## EXERCISE PROMPT
Write out every line of the rows below as a JSON list of strings, one string per line, skipping blank lines.
***** RECORDS SUPPLIED
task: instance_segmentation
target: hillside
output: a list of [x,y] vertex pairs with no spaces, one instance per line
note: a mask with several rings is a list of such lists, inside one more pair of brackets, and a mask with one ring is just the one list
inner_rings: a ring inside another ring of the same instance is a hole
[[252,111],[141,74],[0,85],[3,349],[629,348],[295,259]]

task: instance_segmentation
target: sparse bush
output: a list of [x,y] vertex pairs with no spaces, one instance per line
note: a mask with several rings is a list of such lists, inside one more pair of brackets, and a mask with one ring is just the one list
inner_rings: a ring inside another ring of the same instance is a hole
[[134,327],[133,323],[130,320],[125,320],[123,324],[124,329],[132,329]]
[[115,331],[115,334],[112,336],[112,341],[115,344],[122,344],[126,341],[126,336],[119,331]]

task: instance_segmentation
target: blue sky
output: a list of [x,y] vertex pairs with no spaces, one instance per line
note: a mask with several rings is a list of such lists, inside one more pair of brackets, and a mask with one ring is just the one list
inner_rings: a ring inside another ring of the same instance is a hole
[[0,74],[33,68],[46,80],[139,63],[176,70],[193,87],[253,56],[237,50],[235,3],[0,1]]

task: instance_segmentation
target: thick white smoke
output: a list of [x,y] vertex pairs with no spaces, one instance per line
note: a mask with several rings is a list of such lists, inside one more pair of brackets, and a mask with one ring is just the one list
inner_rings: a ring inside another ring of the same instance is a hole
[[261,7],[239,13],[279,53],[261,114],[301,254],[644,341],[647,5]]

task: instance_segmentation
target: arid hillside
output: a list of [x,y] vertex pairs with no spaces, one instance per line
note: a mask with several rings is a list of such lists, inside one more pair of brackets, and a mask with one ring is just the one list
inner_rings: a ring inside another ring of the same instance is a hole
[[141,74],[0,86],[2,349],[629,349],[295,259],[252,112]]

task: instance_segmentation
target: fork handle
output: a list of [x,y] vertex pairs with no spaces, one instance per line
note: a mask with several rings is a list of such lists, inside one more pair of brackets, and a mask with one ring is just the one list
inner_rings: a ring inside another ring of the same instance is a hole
**********
## EXERCISE RESPONSE
[
  "task: instance_segmentation",
  "target: hillside",
  "output: a list of [x,y] vertex pairs with no spaces, one instance per line",
  "note: a mask with several rings is a list of such lists, inside one more pair of brackets, and a mask with one ring is just the one list",
  "inner_rings: a ring inside another ring of the same instance is a hole",
  "[[252,111],[141,74],[0,85],[3,349],[629,348],[295,259]]",
  "task: instance_segmentation",
  "target: sparse bush",
  "output: a list of [x,y] vertex pairs with no spaces, one instance per line",
  "note: a mask with several rings is a list of such lists, inside one more pair of brackets, and a mask with one ring is just the one list",
  "inner_rings: a ring inside another ring of the same instance is a hole",
  "[[134,327],[133,323],[130,320],[125,320],[123,324],[124,329],[132,329]]",
  "[[115,331],[115,334],[112,336],[112,341],[115,344],[122,344],[126,341],[126,336],[119,331]]",
  "task: instance_segmentation",
  "target: blue sky",
  "output: a list of [x,y] vertex pairs with no spaces, one instance per line",
  "note: a mask with several rings is a list of such lists, inside one more pair of brackets, and a mask with one ring is just the one list",
  "inner_rings: a ring inside another ring of the same instance is a hole",
  "[[0,74],[33,68],[46,80],[139,63],[176,70],[193,87],[253,56],[237,50],[235,3],[0,1]]",
  "task: instance_segmentation",
  "target: thick white smoke",
  "output: a list of [x,y] vertex pairs with no spaces, one instance per line",
  "note: a mask with several rings is a list of such lists, inside one more pair of brackets, and a mask with one ring is just the one list",
  "inner_rings: a ring inside another ring of the same instance is a hole",
  "[[261,7],[239,13],[279,53],[261,114],[301,254],[644,341],[647,5]]",
  "task: instance_segmentation",
  "target: arid hillside",
  "output: a list of [x,y] vertex pairs with no spaces, one instance per line",
  "note: a mask with several rings is a list of such lists, inside one more pair of brackets, and a mask with one ring is just the one list",
  "inner_rings: a ring inside another ring of the same instance is a hole",
  "[[141,74],[0,86],[2,349],[629,349],[295,259],[252,112]]",
  "task: instance_segmentation",
  "target: fork handle",
  "output: a list of [x,y] vertex pairs with no spaces, one instance per line",
  "note: a mask with several rings is a list of such lists, inside one more pair of brackets, and a mask with one ring is just the one list",
  "inner_rings: a ring inside another ring of the same instance is a hole"
]